== WHAT TO WORK ON ==
(A) According to the accounting policies note below, in what month and year did the International Accounting Standards Board issue its third omnibus of amendments?
(B) Summarize the accounting policies note below in two sentences.
(C) Write the next part of the accounting policies note below, picking up after its final sentence.

== EXCERPT TO READ ==
[start]
3. ACCOUNTING POLICIES

 

The interim condensed consolidated financial statements have been prepared using the same accounting policies as used in the preparation of the Group's Annual Report and Accounts for the year ended 31st December 2010 except for the adoption of new standards, interpretations and amendments, noted below. The adoption of these standards, interpretations and amendments did not have any material impact on the financial position or performance of the Group.

 

IAS 24 - Related Party Transactions (amendment)

This amendment clarifies the definitions of a related party. The new definitions emphasise a symmetrical view of related party relationships as well as clarifying in which circumstances persons and key management personnel affect related party relationships of an entity. Secondly, the amendment introduces an exemption from the general related party disclosure requirements for transactions with a government and entities that are controlled, jointly controlled or significantly influenced by the same government as the reporting entity.

 

IAS 32 - Financial Instruments (amendment)

This amendment alters the definition of a financial liability in IAS 32 to enable entities to classify rights issues and certain options or warrants as equity instruments. The amendment is applicable if the rights are given pro rata to all of the existing owners of the same class of an entity's non-derivative equity instruments, to acquire a fixed number of the entity's own equity instruments for a fixed amount in any currency.

 

IFRIC 14 - Prepayments of a Minimum Funding Requirement (amendment)

This amendment provides further guidance on assessing the recoverable amount of a net pension asset, permitting an entity to treat the prepayment of a minimum funding requirement ('MFR') as an asset. The Group is not subject to MFRs.

 

In May 2010, the International Accounting Standards Board issued its third omnibus of amendments to its standards, primarily with a view to removing inconsistencies and clarifying wording. There are separate transitional provisions for each standard. The adoption of the following amendments resulted in changes to accounting policies, but did not have any impact on the financial position or performance of the Group:

 

IFRS 3 - Business Combinations

The measurement options available for non-controlling interests ('NCI') have been amended. Only components of NCI that constitute a present ownership interest, that entitles their holder to a proportionate share of the entity's net assets in the event of liquidation, shall be measured at either fair value or at the present ownership instruments' proportionate share of the acquiree's identifiable net assets. All other components are to be measured at their acquisition date fair value.

 

IFRS 7 - Financial Instruments - Disclosures

This amendment was intended to simplify the disclosures provided by reducing the volume of disclosure around collateral held and improving disclosures by requiring qualitative information to put the quantitative information in context.
[end]
== DATASET CONTENT ==
[start]
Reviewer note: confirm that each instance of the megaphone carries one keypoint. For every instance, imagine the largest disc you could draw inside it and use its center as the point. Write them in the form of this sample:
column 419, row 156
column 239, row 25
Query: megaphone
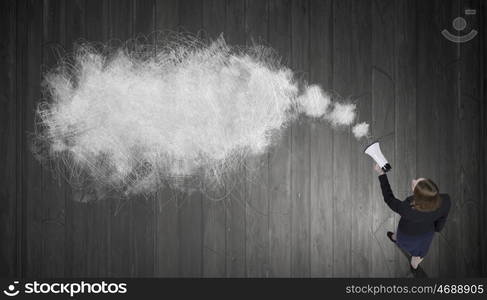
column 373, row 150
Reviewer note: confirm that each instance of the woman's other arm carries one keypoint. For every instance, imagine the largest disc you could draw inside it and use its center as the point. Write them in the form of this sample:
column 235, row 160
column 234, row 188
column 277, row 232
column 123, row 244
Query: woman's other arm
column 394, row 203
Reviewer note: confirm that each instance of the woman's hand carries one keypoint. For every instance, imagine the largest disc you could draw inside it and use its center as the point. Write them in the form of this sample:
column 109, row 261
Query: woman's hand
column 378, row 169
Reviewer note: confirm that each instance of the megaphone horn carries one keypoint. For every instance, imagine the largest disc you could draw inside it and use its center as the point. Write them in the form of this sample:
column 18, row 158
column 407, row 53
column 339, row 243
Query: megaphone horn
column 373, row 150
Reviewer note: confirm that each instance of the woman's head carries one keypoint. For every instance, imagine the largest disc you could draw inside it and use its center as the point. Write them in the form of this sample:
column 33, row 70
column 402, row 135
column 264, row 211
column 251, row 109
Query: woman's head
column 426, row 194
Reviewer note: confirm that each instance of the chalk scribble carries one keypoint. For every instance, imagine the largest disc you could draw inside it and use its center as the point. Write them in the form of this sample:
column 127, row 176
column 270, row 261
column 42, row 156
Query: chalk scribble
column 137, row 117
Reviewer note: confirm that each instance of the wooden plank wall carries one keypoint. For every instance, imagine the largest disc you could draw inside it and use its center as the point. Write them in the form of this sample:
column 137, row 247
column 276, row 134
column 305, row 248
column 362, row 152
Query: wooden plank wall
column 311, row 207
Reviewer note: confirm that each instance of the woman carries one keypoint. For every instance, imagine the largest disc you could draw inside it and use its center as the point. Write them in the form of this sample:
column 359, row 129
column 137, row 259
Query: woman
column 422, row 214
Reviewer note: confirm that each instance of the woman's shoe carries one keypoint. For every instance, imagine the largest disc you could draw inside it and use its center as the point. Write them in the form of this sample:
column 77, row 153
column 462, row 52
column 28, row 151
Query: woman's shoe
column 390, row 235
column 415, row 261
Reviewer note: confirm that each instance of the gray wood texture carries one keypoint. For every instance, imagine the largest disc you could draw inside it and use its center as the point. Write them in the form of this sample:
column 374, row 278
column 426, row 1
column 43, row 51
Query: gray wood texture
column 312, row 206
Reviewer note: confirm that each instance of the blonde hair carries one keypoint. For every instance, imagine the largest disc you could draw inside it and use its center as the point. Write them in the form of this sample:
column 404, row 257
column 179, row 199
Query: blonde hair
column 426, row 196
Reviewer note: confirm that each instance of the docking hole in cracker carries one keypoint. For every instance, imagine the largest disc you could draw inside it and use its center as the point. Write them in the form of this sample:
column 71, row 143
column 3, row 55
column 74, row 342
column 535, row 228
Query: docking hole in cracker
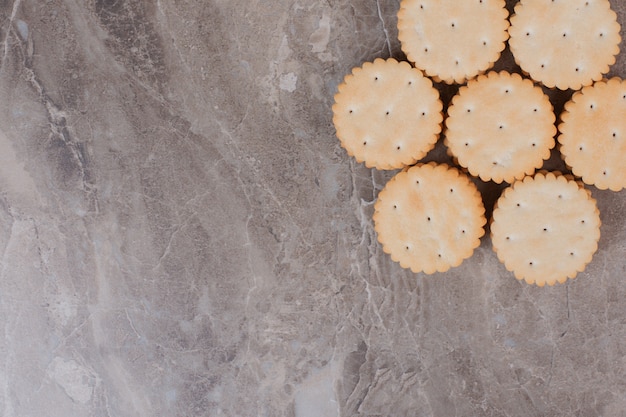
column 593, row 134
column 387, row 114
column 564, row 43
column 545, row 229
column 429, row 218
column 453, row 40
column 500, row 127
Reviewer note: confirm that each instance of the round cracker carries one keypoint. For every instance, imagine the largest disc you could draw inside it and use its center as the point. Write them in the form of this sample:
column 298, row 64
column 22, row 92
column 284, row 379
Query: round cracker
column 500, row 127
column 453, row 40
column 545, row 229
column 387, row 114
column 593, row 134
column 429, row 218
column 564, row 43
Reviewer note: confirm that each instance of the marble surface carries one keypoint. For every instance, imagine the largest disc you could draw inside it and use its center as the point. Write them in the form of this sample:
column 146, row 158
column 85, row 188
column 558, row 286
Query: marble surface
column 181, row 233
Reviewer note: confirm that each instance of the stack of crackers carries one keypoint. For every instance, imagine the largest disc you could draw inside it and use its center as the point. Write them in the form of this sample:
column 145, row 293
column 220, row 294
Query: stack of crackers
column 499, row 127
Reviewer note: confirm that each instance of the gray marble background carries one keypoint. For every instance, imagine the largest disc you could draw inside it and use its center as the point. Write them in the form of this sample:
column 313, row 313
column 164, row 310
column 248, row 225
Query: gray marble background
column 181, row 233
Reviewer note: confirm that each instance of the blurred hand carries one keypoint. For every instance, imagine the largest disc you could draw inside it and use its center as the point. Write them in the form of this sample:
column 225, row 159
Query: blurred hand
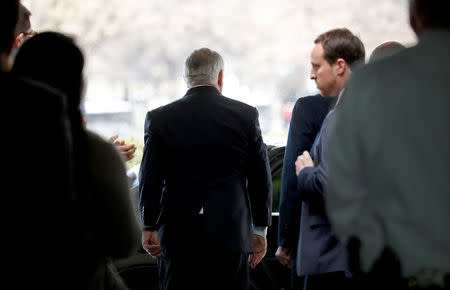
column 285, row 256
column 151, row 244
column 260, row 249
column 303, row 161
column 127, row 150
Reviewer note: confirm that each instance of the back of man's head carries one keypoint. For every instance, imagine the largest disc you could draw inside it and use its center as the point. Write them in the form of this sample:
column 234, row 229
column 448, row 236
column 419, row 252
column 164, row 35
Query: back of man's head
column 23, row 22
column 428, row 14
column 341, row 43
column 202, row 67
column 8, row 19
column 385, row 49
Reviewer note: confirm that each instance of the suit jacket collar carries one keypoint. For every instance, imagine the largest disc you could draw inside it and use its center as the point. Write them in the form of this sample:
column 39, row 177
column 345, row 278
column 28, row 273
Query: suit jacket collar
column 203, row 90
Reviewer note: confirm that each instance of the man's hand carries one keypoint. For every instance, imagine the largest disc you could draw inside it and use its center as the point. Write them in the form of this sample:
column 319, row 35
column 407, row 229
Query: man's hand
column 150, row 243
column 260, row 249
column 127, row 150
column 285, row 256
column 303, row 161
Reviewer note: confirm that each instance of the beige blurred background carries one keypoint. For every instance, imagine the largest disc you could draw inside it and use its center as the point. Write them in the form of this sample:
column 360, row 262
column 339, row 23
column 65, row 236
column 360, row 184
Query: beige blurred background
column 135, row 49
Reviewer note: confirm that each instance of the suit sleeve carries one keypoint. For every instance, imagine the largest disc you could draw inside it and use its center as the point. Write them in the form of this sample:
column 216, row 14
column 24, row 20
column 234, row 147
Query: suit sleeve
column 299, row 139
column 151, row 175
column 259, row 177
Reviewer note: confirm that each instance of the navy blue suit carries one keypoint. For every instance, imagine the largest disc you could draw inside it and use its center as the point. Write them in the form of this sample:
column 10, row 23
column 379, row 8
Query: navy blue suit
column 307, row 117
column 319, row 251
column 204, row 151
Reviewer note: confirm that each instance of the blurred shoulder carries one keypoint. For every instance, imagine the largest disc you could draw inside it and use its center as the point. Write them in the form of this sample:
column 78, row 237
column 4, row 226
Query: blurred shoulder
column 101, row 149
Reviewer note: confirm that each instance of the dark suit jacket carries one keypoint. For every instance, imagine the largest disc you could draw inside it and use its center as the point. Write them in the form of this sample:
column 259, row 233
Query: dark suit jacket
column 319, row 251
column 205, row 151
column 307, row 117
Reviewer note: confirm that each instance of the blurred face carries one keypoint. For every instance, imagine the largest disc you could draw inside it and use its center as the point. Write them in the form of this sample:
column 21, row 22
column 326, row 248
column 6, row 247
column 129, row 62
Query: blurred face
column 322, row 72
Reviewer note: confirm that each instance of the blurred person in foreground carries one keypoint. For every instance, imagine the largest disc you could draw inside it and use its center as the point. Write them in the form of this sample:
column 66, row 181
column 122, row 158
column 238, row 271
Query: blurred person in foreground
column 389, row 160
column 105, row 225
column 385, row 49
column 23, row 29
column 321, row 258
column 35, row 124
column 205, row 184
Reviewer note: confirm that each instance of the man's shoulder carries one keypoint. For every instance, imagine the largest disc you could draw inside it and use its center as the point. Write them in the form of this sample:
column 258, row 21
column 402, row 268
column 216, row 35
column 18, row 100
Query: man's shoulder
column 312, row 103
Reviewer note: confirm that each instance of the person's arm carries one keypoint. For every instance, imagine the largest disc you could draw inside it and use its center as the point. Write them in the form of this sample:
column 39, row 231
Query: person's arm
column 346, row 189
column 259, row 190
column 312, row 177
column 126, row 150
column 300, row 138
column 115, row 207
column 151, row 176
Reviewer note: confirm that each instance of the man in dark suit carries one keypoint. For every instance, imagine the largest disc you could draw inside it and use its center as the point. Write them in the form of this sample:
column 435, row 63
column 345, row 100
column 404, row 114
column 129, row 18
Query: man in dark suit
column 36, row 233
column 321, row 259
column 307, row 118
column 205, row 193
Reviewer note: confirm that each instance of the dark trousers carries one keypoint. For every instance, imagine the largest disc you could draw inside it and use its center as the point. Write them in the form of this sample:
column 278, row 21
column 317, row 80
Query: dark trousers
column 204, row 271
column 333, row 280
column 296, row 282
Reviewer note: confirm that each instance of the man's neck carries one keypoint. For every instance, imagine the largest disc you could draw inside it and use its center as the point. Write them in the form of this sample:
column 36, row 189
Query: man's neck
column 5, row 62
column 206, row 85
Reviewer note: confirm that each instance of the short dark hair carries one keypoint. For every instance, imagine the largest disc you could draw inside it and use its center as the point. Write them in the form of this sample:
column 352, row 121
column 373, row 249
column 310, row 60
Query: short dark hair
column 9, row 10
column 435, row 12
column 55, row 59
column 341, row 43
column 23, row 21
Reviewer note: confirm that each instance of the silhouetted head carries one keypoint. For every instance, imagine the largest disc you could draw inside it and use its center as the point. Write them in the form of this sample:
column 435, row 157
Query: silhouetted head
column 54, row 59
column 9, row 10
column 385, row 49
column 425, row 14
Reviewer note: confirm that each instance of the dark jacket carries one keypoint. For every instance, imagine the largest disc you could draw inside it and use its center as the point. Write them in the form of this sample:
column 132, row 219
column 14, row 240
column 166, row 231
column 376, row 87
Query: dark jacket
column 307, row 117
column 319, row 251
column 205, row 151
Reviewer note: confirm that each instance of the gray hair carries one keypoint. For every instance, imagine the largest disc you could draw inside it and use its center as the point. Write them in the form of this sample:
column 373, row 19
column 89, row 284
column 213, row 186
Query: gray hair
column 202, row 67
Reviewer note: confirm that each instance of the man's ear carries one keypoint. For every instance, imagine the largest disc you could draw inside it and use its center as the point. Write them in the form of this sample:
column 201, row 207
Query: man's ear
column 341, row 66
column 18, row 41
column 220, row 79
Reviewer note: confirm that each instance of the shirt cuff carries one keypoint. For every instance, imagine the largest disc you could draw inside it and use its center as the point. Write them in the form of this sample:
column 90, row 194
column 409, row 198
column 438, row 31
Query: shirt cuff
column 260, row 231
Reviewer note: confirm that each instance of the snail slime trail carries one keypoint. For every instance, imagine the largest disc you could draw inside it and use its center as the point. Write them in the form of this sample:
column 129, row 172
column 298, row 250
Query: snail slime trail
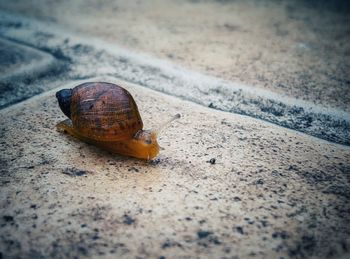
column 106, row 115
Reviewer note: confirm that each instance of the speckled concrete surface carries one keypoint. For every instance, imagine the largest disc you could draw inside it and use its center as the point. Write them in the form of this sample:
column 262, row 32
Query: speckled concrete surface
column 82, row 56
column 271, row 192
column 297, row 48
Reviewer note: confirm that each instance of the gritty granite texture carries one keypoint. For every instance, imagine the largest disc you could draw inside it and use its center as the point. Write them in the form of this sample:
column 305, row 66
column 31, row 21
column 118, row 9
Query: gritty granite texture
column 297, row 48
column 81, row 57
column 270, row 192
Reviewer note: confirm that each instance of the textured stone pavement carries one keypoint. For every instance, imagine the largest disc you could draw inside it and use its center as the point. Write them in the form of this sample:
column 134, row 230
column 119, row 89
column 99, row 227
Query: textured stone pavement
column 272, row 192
[end]
== EXPECTED OUTPUTS ==
(A) May 2010.

(B) The Group's interim condensed consolidated financial statements use the same accounting policies as its Annual Report and Accounts for the year ended 31st December 2010, except for newly adopted standards, interpretations and amendments that had no material impact on its financial position or performance. These include amendments to IAS 24, IAS 32 and IFRIC 14, as well as amendments to IFRS 3 and IFRS 7 from the Board's May 2010 omnibus, which changed accounting policies without affecting the Group's financial position or performance.

(C)
IAS 1 - Presentation of Financial Statements

This amendment clarifies that an option to present an analysis of each component of other comprehensive income may be included either in the statement of changes in equity or in the notes to the financial statements. The Group provides this analysis in the statement of changes in equity.

 

IAS 34 - Interim Financial Statements

The amendment requires additional disclosures for fair values and changes in classification of financial assets, as well as changes to contingent assets and liabilities in the interim condensed financial statements.

 

Amendments to the following standards did not have any impact on the accounting policies, financial position or performance of the Group:

IAS 27 - Consolidated and Separate Financial Statements

IFRS 3 - Business Combinations (Contingent Consideration)

IFRIC 13 - Customer Loyalty Programmes

 

4. NON-RECURRING COSTS

 

The non-recurring costs during the period to 30th June 2011 of £0.3 million (half year 2010: £0.7 million) primarily relate to the second phase of redundancy and reorganisation programmes at our AGA Marvel US and Canadian manufacturing operations.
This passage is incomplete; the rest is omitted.